▶ _Text segment_:
Mr. James R. Williams and Mrs. Roberta Williams, 1950.

Mrs. Lavenia Smith Williams and Mr. Sidney Williams.

Annabel Norton, Kenneth H. Norton, Jr., Hazel Derrickson, and Elijah Derrickson at El Grotto Supper Club in Chicago, Illinois, c. 1945.

Mr. and Mrs. George Nash of Charleston, Illinois and parents of Minnie Portee. Mr. Nash was of African and Native Indian parentage.

Mrs. Elizabeth Hopgood and Mr. Joseph Hopgood cutting their 50th Wedding Anniversary cake, 1967.

Between 1840 and 2000 when census figures were available, black population in the county has risen and fallen depending on prevailing socioeconomic conditions within and outside the county. Based on a study carried out by two Eastern Illinois University sociology professors, Gary Foster and Craig Eckert, "The trend reflected in the total county population is nearly a unilinear increase over the sixteen decades [1840 - 2000], while the increase in the African American population was erratic, coinciding with, and perhaps reflecting the vagaries of history." (14) They went further to explain that,

the proportion of blacks in Coles County never approximated the proportion of blacks in the national population suggests that few economic opportunities for blacks and to exploit blacks as labor force were present historically. Agriculturally, the history of Coles County is one of homestead (family) agriculture, not plantation or commercial agriculture, with little need for outside labor and by 1870, little land remained available. The community where 95.9% of blacks were interred [Mattoon] was a railroad town with an industrial base, but always small. Hence, except for scattered enclaves of exceptions, historically, the rural Midwest was not a Beulah Land for African Americans following emancipation. (15)

▶ _Written exercise 1_: Return everything in the Coles County text from "Mr. James R." down to "Anniversary cake, 1967.".
▶ _Written exercise 2_: In the Coles County text, who carried out the study of the county's black population?
▶ _Written exercise 3_: Continue the Coles County text from its last sentence.
The listing after this point is separate material, apart from the Coles County text.

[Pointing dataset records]
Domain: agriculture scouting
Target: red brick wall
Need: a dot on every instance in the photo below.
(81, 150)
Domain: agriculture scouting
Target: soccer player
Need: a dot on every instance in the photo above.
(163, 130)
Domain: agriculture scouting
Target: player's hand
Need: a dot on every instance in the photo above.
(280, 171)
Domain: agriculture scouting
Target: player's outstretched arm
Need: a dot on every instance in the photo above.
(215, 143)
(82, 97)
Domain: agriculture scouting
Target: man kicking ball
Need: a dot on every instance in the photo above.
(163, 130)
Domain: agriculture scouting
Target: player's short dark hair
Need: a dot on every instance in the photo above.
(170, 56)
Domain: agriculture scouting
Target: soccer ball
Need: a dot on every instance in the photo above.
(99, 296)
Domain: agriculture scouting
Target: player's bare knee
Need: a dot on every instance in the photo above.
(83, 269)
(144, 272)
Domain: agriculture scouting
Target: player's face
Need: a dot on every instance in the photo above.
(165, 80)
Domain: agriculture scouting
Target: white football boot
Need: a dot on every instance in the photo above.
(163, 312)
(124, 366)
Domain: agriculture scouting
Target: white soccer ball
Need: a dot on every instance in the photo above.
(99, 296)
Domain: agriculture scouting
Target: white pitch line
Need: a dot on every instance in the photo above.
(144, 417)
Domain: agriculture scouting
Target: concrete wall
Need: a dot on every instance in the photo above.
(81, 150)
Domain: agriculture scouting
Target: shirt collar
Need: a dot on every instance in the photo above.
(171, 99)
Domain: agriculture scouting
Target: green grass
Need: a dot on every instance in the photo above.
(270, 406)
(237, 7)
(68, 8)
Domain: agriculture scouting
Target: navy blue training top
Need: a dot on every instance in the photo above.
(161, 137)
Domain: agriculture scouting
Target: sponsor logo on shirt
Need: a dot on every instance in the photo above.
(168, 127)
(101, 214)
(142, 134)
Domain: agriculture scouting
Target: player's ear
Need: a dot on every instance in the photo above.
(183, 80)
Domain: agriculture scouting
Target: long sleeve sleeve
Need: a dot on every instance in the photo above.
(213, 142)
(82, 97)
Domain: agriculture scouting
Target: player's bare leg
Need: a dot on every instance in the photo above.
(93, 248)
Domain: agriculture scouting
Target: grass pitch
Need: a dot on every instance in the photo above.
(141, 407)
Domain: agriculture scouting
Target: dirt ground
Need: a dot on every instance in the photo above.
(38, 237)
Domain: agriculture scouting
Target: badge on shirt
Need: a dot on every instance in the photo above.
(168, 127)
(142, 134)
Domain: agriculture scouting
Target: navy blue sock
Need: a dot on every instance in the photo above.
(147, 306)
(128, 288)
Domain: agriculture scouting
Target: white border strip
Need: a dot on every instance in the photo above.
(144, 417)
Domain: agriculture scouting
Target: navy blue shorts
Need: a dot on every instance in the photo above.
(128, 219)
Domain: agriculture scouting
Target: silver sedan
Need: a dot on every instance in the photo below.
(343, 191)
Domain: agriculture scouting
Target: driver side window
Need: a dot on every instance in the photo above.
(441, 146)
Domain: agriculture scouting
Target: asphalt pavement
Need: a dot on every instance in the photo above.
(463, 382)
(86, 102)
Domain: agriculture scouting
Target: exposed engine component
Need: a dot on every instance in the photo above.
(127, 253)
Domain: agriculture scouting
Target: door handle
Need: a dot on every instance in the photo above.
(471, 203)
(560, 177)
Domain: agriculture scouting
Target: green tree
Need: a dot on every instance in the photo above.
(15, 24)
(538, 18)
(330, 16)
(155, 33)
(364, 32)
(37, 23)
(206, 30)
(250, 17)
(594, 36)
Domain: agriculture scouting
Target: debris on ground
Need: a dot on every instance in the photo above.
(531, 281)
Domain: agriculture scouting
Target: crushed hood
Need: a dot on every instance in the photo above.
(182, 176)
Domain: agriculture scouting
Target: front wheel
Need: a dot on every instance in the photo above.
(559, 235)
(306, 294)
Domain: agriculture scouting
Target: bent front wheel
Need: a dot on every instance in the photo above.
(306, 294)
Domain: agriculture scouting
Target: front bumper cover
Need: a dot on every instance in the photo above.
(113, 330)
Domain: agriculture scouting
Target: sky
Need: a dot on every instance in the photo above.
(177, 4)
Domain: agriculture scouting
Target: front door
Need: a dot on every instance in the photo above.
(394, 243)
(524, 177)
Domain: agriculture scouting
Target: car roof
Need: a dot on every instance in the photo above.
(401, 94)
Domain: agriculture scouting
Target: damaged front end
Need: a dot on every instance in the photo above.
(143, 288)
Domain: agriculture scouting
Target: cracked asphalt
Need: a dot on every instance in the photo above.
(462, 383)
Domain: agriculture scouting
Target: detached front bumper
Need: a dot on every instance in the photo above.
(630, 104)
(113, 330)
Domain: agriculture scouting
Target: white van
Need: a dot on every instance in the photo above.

▶ _Task output 1_:
Mr. James R. Williams and Mrs. Roberta Williams, 1950.

Mrs. Lavenia Smith Williams and Mr. Sidney Williams.

Annabel Norton, Kenneth H. Norton, Jr., Hazel Derrickson, and Elijah Derrickson at El Grotto Supper Club in Chicago, Illinois, c. 1945.

Mr. and Mrs. George Nash of Charleston, Illinois and parents of Minnie Portee. Mr. Nash was of African and Native Indian parentage.

Mrs. Elizabeth Hopgood and Mr. Joseph Hopgood cutting their 50th Wedding Anniversary cake, 1967.

▶ _Task output 2_: Gary Foster and Craig Eckert, two sociology professors at Eastern Illinois University.

▶ _Task output 3_:
While African Americans were recognized for individual accomplishments, as a group they were not readily accepted as equals by the white community. According to Meyer, "Although there seemed to be close friendships on an individual level, feelings about the growth of a black community may have been more ambivalent." (16) To substantiate her argument, Meyer writes as follows:

A case in point are the war letters of B.F. Reed, who was from Brushy Fork. In an 1863 letter to a farmer of that area, he writes, "I will close, my respects to all, especially my old friend, Lewis James." (One of the black farmers) However, two months later he writes, "I learn the sable sons of Africa on Brushy Fork have gone to Boston to enlist in the Federal Army. Bully for them, may they never return." His sentiments may have echoed those of many of the area farmers who came from Kentucky— respecting men as individuals and yet "having no conscientious scruples on the slavery question. (17)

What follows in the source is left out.